**Problem requirements:**
Answer these questions from the blog excerpt:
1. In what year was Vincent "Buddy" Cianci forced out of office?
2. How many reporters does the excerpt say the Santa Barbara News-Press has fired?
3. What share of the Times' nonvoting shares does Hassan Elmasry's fund own?

**Text under study:**
They go on to note other public figures on the radio.
Former congressman and Massachusetts Port Authority head Peter Blute did a stint on WRKO after being photographed on an infamous "booze cruise" paid for with public money.

In Rhode Island, former Providence Mayor Vincent "Buddy" Cianci went on the air after he was forced out of office in 1984 for pleading no contest to assaulting a man he thought was his estranged wife's lover. Cianci won his old job back in 1990, then was convicted in 2002 as part of in a federal corruption investigation.
Cianci was colorful and corrupt. Only briefly a radio talk show host. Since he's currently still in the slammer, he was rewarded with a musical. Corruption is rampant in Rhode Island.
Allegations of impropriety are as common as full-moon tides in the Ocean State, and sadly, those allegations have been proven true with alarming regularity. Over the past fifteen years one governor has gone to jail; the mayor of another of the state’s largest cities has served prison time; and two state supreme court justices have resigned amid charges of unethical behavior.
In comparison, Blute looks like a choir boy.

Maybe the infotainment industry can get the Dixie Chicks elected. It would have to be in Rhode Island, though. The voters there don't seem to be too particular.

Tuesday, February 06, 2007

Good Riddance to more Union Rubbish

Three more snotty reporters have been fired by the Santa Barbara News-Press. They thought they were immune after an overpass demonstration.

Predictably, a Teamster spokesman calls it "a blatant bare knuckled attack" and confirming that an unfair labor practice charge is being filed today with the National Labor Relations Board. yada yada yada

The comments at the story are insightful. Of course, there is the predictable, it's "terror tactics." Many urge a boycott of advertisers.
Everyone knows it's not subscribers that support a paper. Their fees barely pay for the delivery. It's the advertisers. Any advertisers who support this kind of behavior should be boycotted.
Which is why readers can complain all they want about a newspaper and it does them absolutely no good.

Saturday, February 03, 2007

Newspaper Industry News - New York Times

The Schulzberger family is pulling $100 million out of Morgan Stanley after a London- based managing director of Morgan Stanley Investment Management who has been trying to incite a shareholder revolt against Sulzberger. As a result, the New York Times family finances are now public.

"Morgan Stanley had been the longtime custodian of the family's assets, including its stake in the Times company - which, based on recent share prices, is worth close to $640 million.)" Hassan Elmasry, the Morgan Stanley director, is in charge of Morgan Stanley's American and Global Franchise Strategies Portfolio, an $11.5 billion investment fund that owns about 7.6 percent of the Times' nonvoting shares. He wants the family to company eliminate its dual shareholder structure, which he believes fails to provide adequate oversight of management.

Referring expression data:
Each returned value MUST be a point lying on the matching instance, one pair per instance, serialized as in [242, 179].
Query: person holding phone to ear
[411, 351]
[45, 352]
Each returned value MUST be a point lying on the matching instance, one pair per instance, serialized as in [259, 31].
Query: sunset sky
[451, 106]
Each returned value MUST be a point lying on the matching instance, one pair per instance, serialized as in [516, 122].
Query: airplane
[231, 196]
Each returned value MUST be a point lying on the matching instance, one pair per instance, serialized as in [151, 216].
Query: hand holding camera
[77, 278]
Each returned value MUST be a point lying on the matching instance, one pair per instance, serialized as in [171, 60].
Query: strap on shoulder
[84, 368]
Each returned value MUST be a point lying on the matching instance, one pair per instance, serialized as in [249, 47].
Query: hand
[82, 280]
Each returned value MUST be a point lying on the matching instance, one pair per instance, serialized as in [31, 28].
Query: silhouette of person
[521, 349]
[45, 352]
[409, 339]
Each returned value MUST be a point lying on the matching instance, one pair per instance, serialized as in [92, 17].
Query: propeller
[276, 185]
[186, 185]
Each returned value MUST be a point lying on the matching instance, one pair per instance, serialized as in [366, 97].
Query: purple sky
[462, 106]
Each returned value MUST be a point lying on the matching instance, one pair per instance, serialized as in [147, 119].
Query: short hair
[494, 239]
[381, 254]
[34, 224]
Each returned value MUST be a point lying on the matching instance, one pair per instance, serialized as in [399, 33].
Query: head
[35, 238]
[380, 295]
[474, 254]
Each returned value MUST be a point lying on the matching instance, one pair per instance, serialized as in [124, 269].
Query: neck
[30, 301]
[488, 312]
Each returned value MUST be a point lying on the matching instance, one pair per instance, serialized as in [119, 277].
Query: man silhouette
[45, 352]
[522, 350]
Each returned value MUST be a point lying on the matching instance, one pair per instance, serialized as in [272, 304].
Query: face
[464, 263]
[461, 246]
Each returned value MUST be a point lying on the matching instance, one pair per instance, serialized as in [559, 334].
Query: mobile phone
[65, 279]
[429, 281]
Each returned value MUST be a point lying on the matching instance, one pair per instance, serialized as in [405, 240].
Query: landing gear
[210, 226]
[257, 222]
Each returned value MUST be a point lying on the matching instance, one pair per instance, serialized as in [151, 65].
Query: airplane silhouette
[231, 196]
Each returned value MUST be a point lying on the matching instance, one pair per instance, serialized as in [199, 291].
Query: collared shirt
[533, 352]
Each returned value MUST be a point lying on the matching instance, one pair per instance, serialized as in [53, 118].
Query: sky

**Solution:**
1. 1984
2. Three
3. About 7.6 percent